[TASK INSTRUCTIONS]:
For each line of the data below that includes the string "boulder", count one, and answer with the sum only.

[THE DATA]:
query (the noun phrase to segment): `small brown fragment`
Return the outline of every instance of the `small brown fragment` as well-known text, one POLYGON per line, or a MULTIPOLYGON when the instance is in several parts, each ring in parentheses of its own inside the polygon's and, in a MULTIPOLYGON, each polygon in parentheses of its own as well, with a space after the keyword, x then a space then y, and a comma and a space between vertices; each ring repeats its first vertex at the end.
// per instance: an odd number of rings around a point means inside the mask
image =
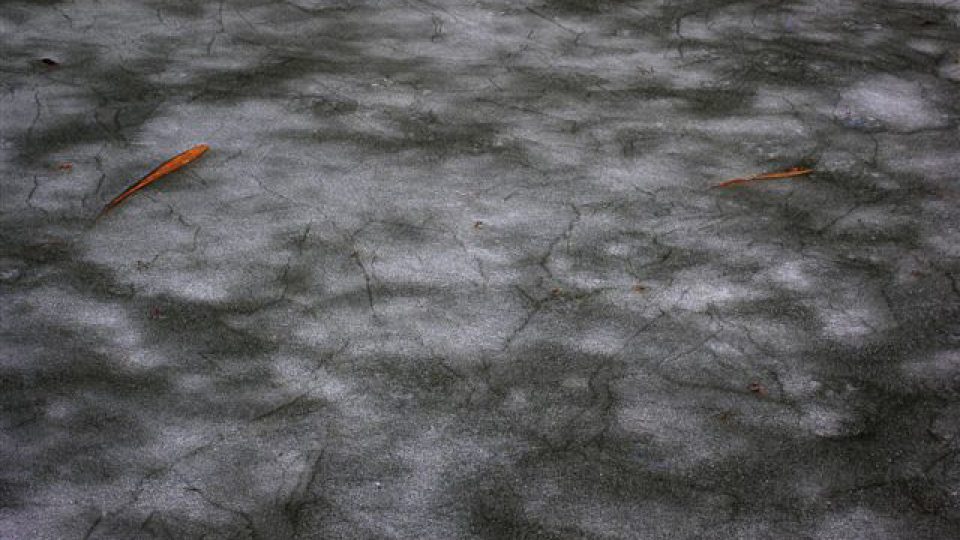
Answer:
POLYGON ((50 67, 57 67, 60 65, 60 62, 57 62, 53 58, 41 58, 40 61, 50 67))
POLYGON ((734 178, 732 180, 727 180, 726 182, 720 182, 719 184, 714 184, 715 188, 736 186, 739 184, 746 184, 747 182, 754 182, 756 180, 778 180, 781 178, 793 178, 794 176, 803 176, 805 174, 813 173, 813 169, 807 167, 791 167, 783 172, 772 172, 772 173, 762 173, 755 174, 753 176, 748 176, 746 178, 734 178))
POLYGON ((57 170, 60 171, 70 171, 73 170, 73 163, 61 163, 57 165, 57 170))
POLYGON ((550 294, 552 294, 553 296, 560 296, 561 294, 563 294, 563 290, 560 289, 560 287, 554 287, 550 289, 550 294))
POLYGON ((725 410, 717 413, 715 417, 718 421, 726 423, 729 422, 735 414, 733 411, 725 410))
POLYGON ((766 397, 767 394, 769 394, 769 392, 767 392, 767 389, 762 384, 756 381, 747 385, 747 389, 760 397, 766 397))
POLYGON ((474 229, 482 229, 482 228, 483 228, 483 222, 482 222, 482 221, 476 221, 476 222, 474 222, 474 223, 473 223, 473 228, 474 228, 474 229))
POLYGON ((646 291, 646 290, 647 290, 647 287, 645 287, 644 285, 640 285, 640 284, 638 283, 638 284, 634 285, 633 288, 630 289, 630 290, 632 290, 633 292, 636 292, 636 293, 641 293, 641 292, 646 291))

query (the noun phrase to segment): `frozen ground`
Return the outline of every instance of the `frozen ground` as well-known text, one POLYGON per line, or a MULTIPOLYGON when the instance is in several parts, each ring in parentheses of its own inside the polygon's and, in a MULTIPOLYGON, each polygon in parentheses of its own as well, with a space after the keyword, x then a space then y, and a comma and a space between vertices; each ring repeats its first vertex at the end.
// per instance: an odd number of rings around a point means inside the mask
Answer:
POLYGON ((957 537, 958 27, 3 1, 0 537, 957 537))

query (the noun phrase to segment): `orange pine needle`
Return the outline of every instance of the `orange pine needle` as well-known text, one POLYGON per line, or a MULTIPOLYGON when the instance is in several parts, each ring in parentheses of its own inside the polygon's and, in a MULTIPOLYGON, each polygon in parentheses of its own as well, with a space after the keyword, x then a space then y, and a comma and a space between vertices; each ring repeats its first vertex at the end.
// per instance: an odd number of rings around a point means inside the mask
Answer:
POLYGON ((106 215, 107 212, 109 212, 110 210, 113 210, 120 203, 125 201, 127 197, 149 186, 150 184, 156 182, 157 180, 163 178, 164 176, 179 170, 184 165, 202 156, 204 152, 206 152, 209 149, 210 147, 206 144, 198 144, 193 148, 187 150, 186 152, 177 154, 173 158, 163 162, 159 167, 150 171, 146 176, 144 176, 139 181, 137 181, 137 183, 123 190, 123 193, 121 193, 120 195, 117 195, 116 197, 114 197, 112 201, 107 203, 107 205, 103 207, 103 210, 100 211, 100 214, 97 215, 97 219, 100 219, 101 217, 106 215))
POLYGON ((792 178, 794 176, 802 176, 805 174, 810 174, 813 172, 813 169, 808 169, 806 167, 793 167, 783 172, 772 172, 772 173, 762 173, 747 178, 734 178, 733 180, 727 180, 726 182, 720 182, 719 184, 714 184, 713 187, 727 187, 735 186, 737 184, 745 184, 747 182, 752 182, 754 180, 777 180, 779 178, 792 178))

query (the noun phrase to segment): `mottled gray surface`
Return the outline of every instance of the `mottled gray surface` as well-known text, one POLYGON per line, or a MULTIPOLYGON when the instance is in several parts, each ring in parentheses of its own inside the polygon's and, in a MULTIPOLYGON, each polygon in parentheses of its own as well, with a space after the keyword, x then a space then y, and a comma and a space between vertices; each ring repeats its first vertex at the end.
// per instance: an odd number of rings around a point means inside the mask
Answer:
POLYGON ((960 2, 4 1, 0 45, 0 537, 960 531, 960 2))

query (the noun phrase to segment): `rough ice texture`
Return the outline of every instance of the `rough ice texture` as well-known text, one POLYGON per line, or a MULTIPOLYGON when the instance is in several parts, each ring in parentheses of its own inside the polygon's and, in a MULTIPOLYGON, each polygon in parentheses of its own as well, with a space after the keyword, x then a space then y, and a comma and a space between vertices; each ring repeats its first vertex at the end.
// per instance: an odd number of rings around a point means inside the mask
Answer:
POLYGON ((3 2, 0 538, 957 537, 958 10, 3 2))

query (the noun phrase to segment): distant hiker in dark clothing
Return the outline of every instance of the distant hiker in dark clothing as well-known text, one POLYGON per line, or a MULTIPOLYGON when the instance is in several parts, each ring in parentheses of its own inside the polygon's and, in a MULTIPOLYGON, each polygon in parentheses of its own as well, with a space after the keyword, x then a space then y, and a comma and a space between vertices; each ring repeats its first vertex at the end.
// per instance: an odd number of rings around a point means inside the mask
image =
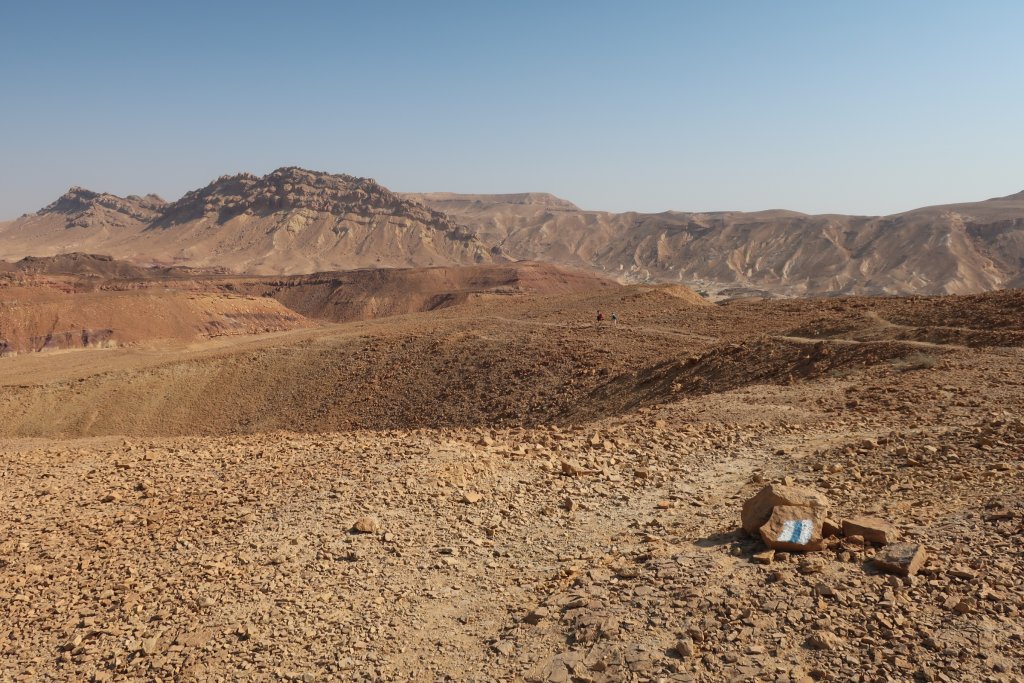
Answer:
POLYGON ((597 312, 597 324, 600 325, 603 320, 604 320, 604 313, 602 313, 601 311, 598 311, 597 312))
POLYGON ((612 325, 618 325, 618 324, 619 324, 619 315, 615 311, 612 311, 612 325))

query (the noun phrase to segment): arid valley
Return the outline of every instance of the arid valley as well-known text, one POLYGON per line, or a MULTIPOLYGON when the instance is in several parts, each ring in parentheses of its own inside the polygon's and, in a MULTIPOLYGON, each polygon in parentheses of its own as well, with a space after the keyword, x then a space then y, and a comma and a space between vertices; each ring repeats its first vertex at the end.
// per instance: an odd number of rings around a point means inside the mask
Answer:
POLYGON ((0 679, 1024 677, 1024 200, 875 287, 785 239, 697 273, 743 218, 612 279, 554 198, 421 199, 0 224, 0 679))

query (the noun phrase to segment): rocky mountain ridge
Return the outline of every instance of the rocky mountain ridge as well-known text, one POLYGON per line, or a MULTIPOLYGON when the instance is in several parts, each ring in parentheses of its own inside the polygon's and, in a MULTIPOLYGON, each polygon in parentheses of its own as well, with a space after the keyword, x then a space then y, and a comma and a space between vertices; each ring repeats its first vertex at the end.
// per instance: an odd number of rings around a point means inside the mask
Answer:
POLYGON ((0 259, 68 252, 256 274, 493 260, 473 230, 372 179, 294 167, 222 176, 170 203, 74 187, 0 223, 0 259))
MULTIPOLYGON (((1024 193, 891 216, 609 213, 496 195, 410 195, 513 259, 712 293, 953 294, 1024 284, 1024 193)), ((519 197, 519 195, 516 195, 519 197)))
POLYGON ((93 192, 73 186, 56 201, 39 210, 38 215, 59 214, 68 217, 69 227, 91 227, 96 222, 109 222, 112 216, 136 221, 150 221, 167 205, 155 194, 145 197, 118 197, 107 192, 93 192), (112 216, 111 216, 112 215, 112 216))
POLYGON ((174 202, 75 187, 0 222, 0 259, 70 252, 266 275, 544 261, 715 298, 965 294, 1024 286, 1024 192, 890 216, 609 213, 541 192, 399 194, 284 167, 174 202))

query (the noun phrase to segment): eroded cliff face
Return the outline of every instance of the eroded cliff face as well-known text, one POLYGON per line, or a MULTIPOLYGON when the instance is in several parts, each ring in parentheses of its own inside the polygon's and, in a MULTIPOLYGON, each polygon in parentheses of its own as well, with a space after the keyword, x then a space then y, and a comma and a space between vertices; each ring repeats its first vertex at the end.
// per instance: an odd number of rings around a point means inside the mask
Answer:
POLYGON ((410 195, 510 258, 711 291, 948 294, 1019 286, 1024 193, 893 216, 584 211, 538 195, 410 195))

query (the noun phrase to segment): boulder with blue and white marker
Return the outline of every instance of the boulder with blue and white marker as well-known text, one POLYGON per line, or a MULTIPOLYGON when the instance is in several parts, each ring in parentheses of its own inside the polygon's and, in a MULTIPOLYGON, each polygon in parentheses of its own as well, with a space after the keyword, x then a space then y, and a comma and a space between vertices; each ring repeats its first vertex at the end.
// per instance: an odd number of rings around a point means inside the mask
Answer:
POLYGON ((761 540, 769 548, 807 552, 821 550, 824 539, 821 525, 825 511, 802 505, 777 505, 761 526, 761 540))
MULTIPOLYGON (((756 534, 757 530, 771 519, 772 511, 779 505, 812 508, 821 511, 824 516, 828 512, 829 500, 814 489, 769 484, 743 504, 743 511, 740 513, 743 530, 750 535, 756 534)), ((821 530, 820 524, 818 530, 821 530)))

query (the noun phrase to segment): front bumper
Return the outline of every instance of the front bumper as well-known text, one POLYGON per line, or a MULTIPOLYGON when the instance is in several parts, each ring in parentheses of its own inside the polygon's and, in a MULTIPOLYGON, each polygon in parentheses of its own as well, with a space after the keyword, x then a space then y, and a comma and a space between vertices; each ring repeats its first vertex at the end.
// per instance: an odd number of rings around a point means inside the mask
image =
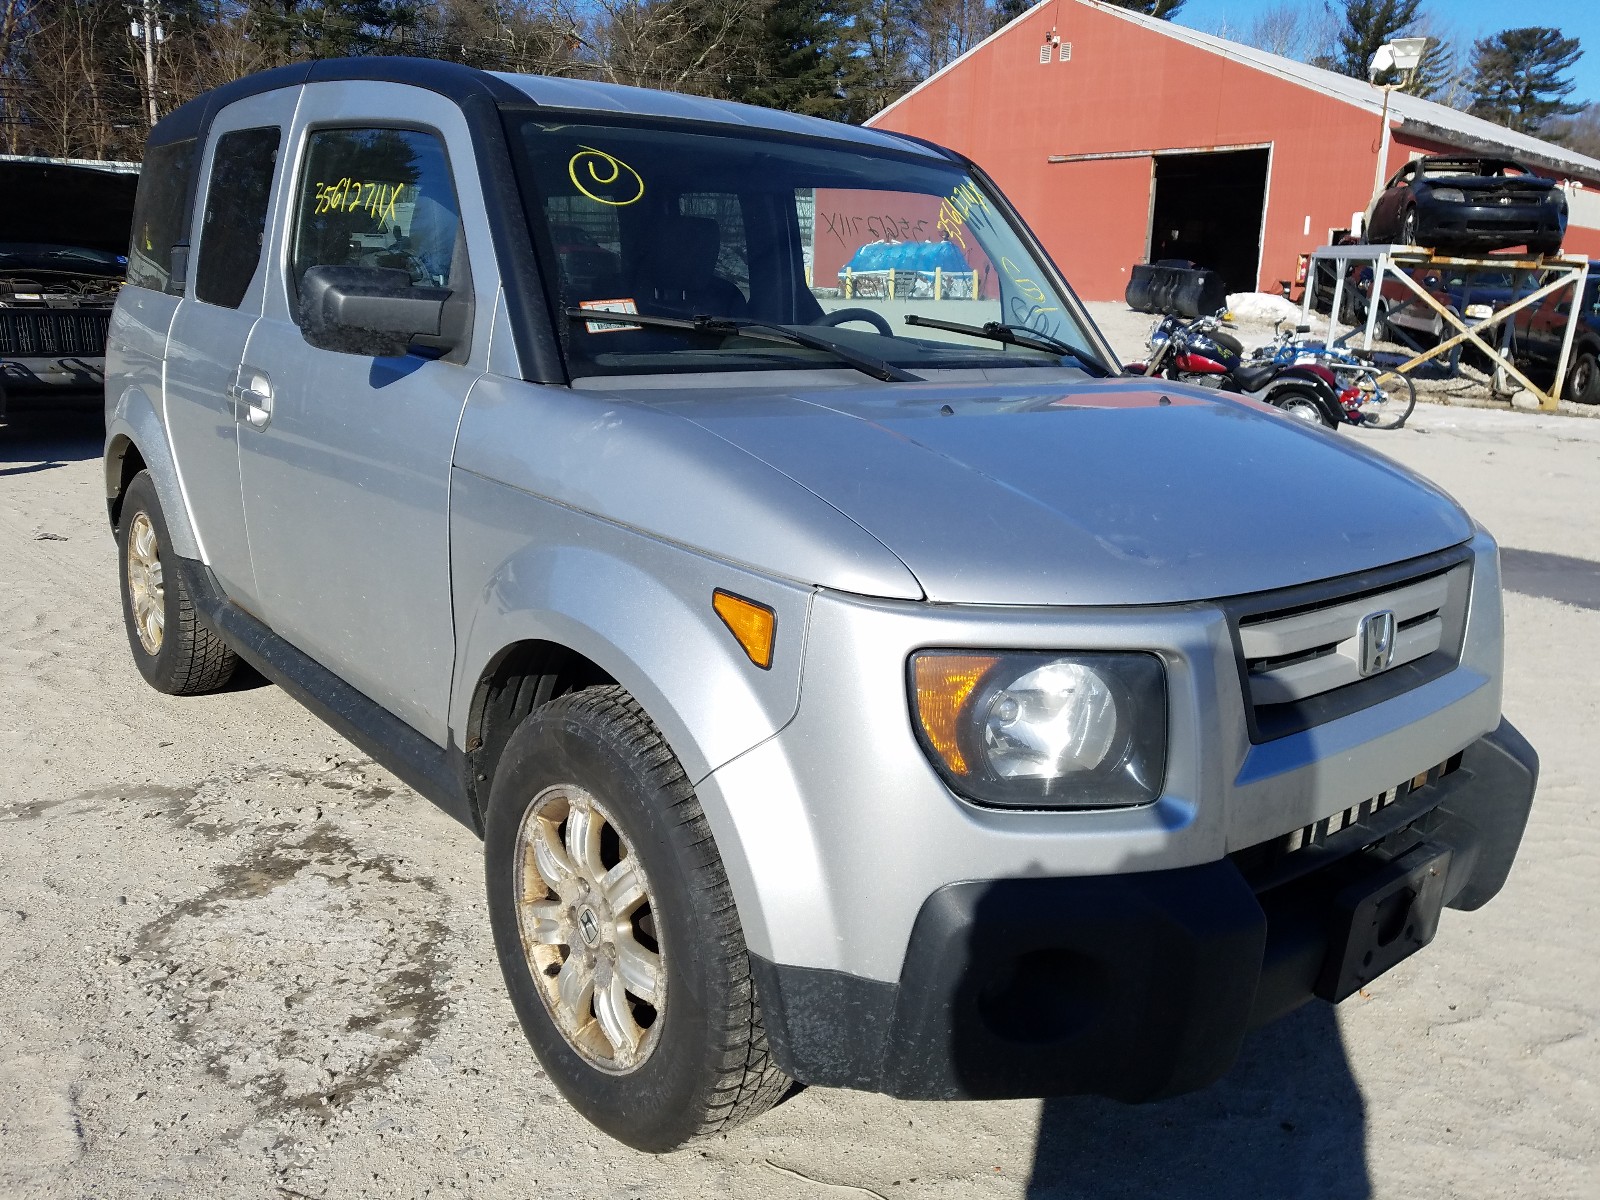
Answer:
POLYGON ((0 392, 13 413, 105 403, 105 359, 0 358, 0 392))
POLYGON ((773 1056, 802 1082, 908 1099, 1203 1087, 1248 1030, 1338 1000, 1425 944, 1439 903, 1491 899, 1537 778, 1533 748, 1502 721, 1453 774, 1269 865, 1241 853, 951 884, 923 904, 898 982, 753 957, 773 1056))
POLYGON ((1417 207, 1417 236, 1424 245, 1463 250, 1560 244, 1566 213, 1549 204, 1444 204, 1417 207))

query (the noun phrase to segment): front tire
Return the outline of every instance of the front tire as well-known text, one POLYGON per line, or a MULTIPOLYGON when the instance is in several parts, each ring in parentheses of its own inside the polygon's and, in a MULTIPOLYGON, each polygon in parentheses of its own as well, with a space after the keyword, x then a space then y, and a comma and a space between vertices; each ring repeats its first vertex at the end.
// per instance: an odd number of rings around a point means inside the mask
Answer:
POLYGON ((1400 244, 1402 246, 1417 244, 1417 208, 1414 204, 1406 208, 1405 219, 1400 222, 1400 244))
POLYGON ((495 771, 484 831, 506 988, 580 1113, 659 1153, 777 1102, 788 1079, 722 859, 659 730, 615 685, 534 711, 495 771))
POLYGON ((1600 404, 1600 355, 1593 350, 1573 355, 1564 390, 1574 404, 1600 404))
POLYGON ((200 619, 183 577, 166 569, 172 539, 148 471, 123 494, 117 551, 128 648, 145 682, 169 696, 195 696, 233 678, 238 658, 200 619))
POLYGON ((1361 423, 1369 429, 1399 429, 1417 407, 1411 376, 1395 372, 1366 379, 1362 397, 1361 423))

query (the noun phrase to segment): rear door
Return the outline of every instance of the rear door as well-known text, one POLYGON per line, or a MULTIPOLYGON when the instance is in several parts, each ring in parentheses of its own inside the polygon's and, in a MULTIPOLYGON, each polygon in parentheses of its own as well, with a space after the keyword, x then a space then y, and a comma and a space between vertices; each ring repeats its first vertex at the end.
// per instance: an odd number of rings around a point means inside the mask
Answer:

[ANSWER BOX]:
2